Records provided
(begin)

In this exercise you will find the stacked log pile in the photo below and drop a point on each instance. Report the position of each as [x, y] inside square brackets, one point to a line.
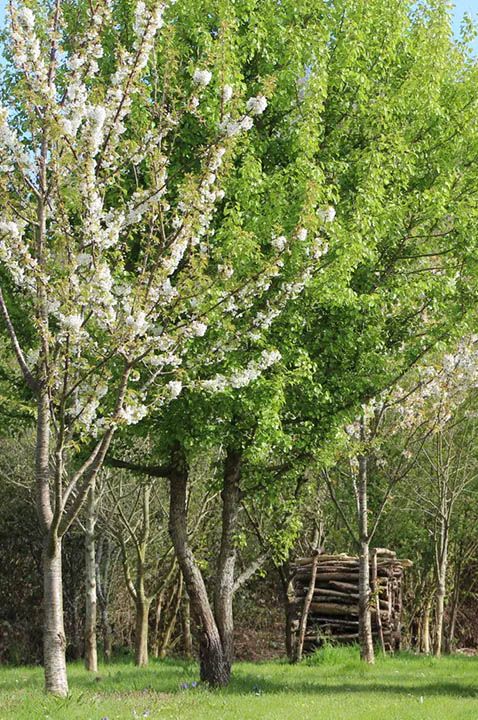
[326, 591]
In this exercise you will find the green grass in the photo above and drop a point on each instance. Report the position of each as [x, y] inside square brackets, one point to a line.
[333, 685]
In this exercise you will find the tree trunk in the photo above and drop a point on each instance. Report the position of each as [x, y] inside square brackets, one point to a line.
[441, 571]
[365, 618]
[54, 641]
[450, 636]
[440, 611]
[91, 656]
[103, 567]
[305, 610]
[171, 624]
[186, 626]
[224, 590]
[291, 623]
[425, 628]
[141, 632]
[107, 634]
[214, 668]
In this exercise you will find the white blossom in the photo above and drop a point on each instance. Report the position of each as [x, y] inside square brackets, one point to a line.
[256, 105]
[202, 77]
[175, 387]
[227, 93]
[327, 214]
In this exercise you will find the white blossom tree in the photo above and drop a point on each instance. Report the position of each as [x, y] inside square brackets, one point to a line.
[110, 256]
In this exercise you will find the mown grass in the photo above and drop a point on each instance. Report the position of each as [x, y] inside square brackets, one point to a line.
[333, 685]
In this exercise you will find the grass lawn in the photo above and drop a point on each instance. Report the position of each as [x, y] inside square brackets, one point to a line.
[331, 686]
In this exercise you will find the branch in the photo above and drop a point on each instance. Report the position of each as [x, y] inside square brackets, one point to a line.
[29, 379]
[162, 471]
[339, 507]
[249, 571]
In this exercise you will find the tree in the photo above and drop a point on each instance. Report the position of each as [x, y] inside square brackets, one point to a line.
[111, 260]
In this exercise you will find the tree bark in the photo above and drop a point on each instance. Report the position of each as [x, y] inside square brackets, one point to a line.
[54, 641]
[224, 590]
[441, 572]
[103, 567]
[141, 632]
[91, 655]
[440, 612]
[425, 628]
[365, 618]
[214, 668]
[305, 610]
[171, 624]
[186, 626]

(end)
(begin)

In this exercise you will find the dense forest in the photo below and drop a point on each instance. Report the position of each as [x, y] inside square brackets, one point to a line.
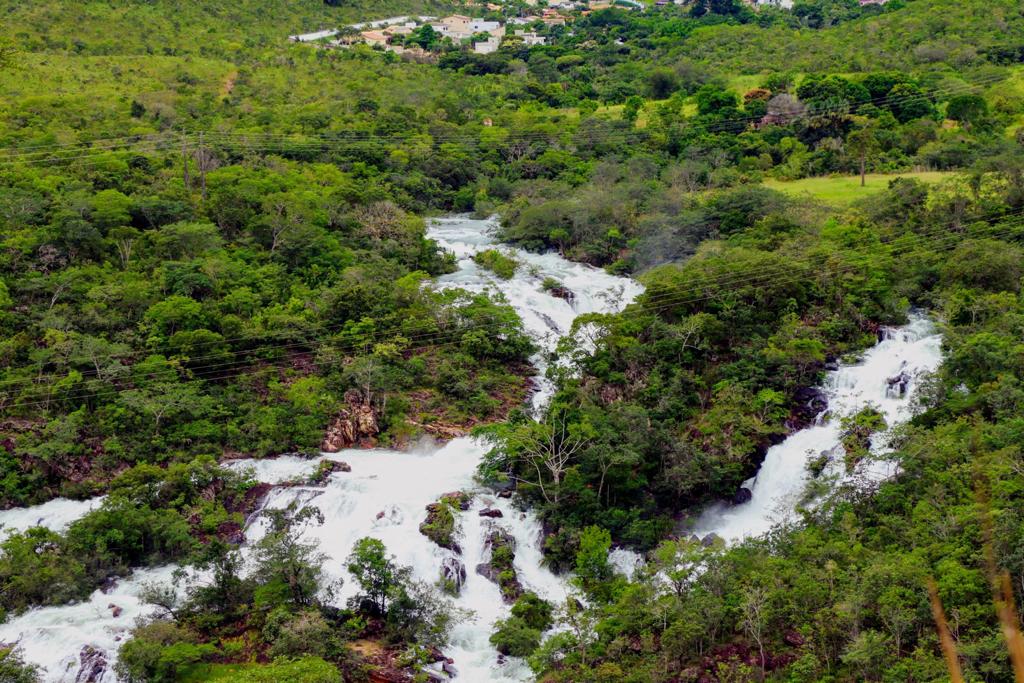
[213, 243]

(end)

Requirements
Pull out every line of the records above that contains the word "drop", and treat uppercase and lowercase as different.

Answer to this exercise
In this exercise you will find the stacked log pile in the photo below and drop a point on each instance. Report the position of each as [x, y] inside square brackets, one point to a line.
In this exercise you will find the green grass in the photo above and drop a point on each instance. Report the position of each as [x, y] inside square brackets, one point to a line.
In this exercise you will find the tree trunk in the photo above and drop a point on each instance. Report the position of each as [x, y] inside square brackets, one point to a line.
In this exercise you will find the white blossom in the photo above and drop a point on each instance. Report the position of each as [x, y] inside square brackets, one point to a line.
In this exercise you will find the white blossom tree in the photo above and drop a point on each instance. Report the position of each as [x, y] inside square brackets, one point to a line.
In this exercise you will find the mown grass in the photo above and drop a point on each instance. Report the position of each as [x, y] inside square brackets, one point to a line.
In this exercise you will find the grass lawn in the photo above and drop a point on each instance. Report the position of each as [x, y] inside square brackets, one point to a line.
In this exercise you will find the branch in the photo above and drop a point on each instance. Report the position of each as [x, y] inside square brackets, one point to a line.
In this exercise you will find the tree in the photo above and drop a point on each instance. Report the position of each as [x, y] inside square brackets, one point to a line.
In this exercise you will find the tree bark in the photo above and drop a point on each instance. Report the position of each as [x, y] inside square brackets, one point to a line.
In this exercise you will find the dense forest in the photo below and drop a point on each instance. Report the position of each as [x, y] inside square brackets, one point to a line.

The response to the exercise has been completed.